> [Passage shown]
▽

The complete name including the colon is called the qualified name.

Namespace URIs

Each prefix in a qualified name is associated with a URI.
For example, all elements in XSLT 1.0 style sheets are associated with the http://www.w3.org/1999/XSL/Transform URI.
The customary prefix xsl is a shorthand for the longer URI http://www.w3.org/1999/XSL/Transform.
You can't use the URI in the element name directly.
{http://www.w3.org/1999/XSL/Transform}template

Binding Prefixes to Namespace URIs

Prefixes are bound to namespace URIs by attaching an xmlns:prefix attribute to the prefixed element or one of its ancestors.

<svg:svg xmlns:svg="http://www.w3.org/2000/svg" 
 width="12cm" height="10cm">
  <svg:ellipse rx="110" ry="130" />
  <svg:rect x="4cm" y="1cm" width="3cm" height="6cm" />
</svg:svg>

Bindings have scope within the element where they're declared.
An SVG processor can recognize all three of these elements as SVG elements because they all have prefixes bound to the particular URI defined by the SVG specification.

Binding Prefixes to Namespace URIs Example

<xhtml:html xmlns:xhtml="http://www.w3.org/1999/xhtml"
            xmlns:xlink="http://www.w3.org/1999/xlink">
  <xhtml:head>
        <xhtml:title>Three Namespaces</xhtml:title>
      </xhtml:head>
  <xhtml:body>
    <xhtml:h1 align="center">An Ellipse and a Rectangle</xhtml:h1>
    <svg:svg xmlns:svg="http://www.w3.org/2000/svg" 
             width="12cm" height="10cm">
      <svg:ellipse rx="110" ry="130" />
      <svg:rect x="4cm" y="1cm" 
                width="3cm" height="6cm" />
    </svg:svg>
    <xhtml:p xlink:type="simple" 
      xlink:href="ellipses.html">
      More about ellipses
    </xhtml:p>
    <xhtml:p xlink:type="simple" 
             xlink:href="rectangles.html">
      More about rectangles
    </xhtml:p>
    <xhtml:hr/>
    <xhtml:p>Last Modified February 13, 2000</xhtml:p>    
  </xhtml:body>
</xhtml:html>

The Default Namespace

Indicate that an unprefixed element and all its unprefixed descendant elements belong to a particular namespace by attaching an xmlns attribute with no prefix:

<html xmlns="http://www.w3.org/1999/xhtml"
       xmlns:xlink="http://www.w3.org/1999/xlink">
  <head><title>Three Namespaces</title></head>
  <body>
    <h1 align="center">An Ellipse and a Rectangle</h1>
    <svg:svg xmlns:svg="http://www.w3.org/2000/svg"

△

> [Exercise tasks]
A – According to the XML namespaces passage, how are prefixes bound to namespace URIs?
B – Extract from the XML namespaces passage the exact text starting with "For example, all" and going on through "of its ancestors.".
The rows that follow the XML namespaces passage are separate material.

> [Data section]
▽

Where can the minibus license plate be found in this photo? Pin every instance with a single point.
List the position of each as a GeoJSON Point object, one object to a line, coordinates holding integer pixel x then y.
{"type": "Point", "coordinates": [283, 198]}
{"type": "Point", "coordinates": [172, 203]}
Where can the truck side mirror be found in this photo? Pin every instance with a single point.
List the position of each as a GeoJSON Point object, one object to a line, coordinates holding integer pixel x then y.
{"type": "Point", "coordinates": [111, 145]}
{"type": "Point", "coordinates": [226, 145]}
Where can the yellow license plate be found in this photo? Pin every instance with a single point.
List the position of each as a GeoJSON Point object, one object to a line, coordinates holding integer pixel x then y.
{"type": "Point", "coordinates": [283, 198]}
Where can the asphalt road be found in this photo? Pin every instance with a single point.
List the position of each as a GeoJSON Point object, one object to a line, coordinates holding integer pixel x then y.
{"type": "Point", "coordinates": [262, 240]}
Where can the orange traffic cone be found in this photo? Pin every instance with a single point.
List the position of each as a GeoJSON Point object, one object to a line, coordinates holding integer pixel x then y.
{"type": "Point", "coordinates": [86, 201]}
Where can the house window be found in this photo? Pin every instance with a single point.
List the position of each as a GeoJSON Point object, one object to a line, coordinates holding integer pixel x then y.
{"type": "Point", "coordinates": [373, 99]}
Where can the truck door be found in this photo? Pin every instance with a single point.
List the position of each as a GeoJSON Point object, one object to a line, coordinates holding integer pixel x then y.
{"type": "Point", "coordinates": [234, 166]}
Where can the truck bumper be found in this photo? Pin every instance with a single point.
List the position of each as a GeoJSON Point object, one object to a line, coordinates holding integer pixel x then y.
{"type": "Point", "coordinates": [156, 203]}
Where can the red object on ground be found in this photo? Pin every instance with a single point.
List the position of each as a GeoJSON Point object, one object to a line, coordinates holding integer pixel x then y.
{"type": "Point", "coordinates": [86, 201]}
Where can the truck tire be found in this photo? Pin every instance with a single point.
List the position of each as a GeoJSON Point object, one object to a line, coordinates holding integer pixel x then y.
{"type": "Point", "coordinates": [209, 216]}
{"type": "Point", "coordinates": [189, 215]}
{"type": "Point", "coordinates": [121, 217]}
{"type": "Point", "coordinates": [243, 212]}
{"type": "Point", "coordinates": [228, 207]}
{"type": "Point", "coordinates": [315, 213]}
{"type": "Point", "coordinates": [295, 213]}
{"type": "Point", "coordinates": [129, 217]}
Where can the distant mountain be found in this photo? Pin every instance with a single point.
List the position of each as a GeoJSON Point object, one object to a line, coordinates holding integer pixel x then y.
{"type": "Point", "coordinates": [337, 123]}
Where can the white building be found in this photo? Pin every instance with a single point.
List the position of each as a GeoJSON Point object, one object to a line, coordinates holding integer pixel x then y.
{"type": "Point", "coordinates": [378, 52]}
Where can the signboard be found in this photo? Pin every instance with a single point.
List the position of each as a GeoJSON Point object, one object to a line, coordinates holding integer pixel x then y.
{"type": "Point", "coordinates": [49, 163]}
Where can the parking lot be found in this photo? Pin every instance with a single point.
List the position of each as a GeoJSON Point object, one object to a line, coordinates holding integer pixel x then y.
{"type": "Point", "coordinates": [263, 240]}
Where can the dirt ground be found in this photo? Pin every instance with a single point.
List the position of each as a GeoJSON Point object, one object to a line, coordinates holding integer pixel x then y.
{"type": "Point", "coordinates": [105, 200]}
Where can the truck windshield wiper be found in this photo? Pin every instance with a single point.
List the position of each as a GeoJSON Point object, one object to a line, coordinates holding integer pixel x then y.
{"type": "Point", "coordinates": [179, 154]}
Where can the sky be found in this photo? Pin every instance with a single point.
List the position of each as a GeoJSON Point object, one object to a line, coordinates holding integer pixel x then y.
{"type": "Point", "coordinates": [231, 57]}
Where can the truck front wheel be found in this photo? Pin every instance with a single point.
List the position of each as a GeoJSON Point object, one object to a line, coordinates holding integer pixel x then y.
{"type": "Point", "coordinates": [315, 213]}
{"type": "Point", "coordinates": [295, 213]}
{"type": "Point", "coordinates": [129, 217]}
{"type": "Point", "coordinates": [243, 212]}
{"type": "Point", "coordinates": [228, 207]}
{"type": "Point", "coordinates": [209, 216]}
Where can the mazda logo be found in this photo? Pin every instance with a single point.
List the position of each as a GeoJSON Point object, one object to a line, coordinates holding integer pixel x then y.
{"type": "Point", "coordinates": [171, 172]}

△

> [Task-by-task answers]
A – By attaching an xmlns:prefix attribute to the prefixed element or one of its ancestors.

B –
For example, all elements in XSLT 1.0 style sheets are associated with the http://www.w3.org/1999/XSL/Transform URI.
The customary prefix xsl is a shorthand for the longer URI http://www.w3.org/1999/XSL/Transform.
You can't use the URI in the element name directly.
{http://www.w3.org/1999/XSL/Transform}template

Binding Prefixes to Namespace URIs

Prefixes are bound to namespace URIs by attaching an xmlns:prefix attribute to the prefixed element or one of its ancestors.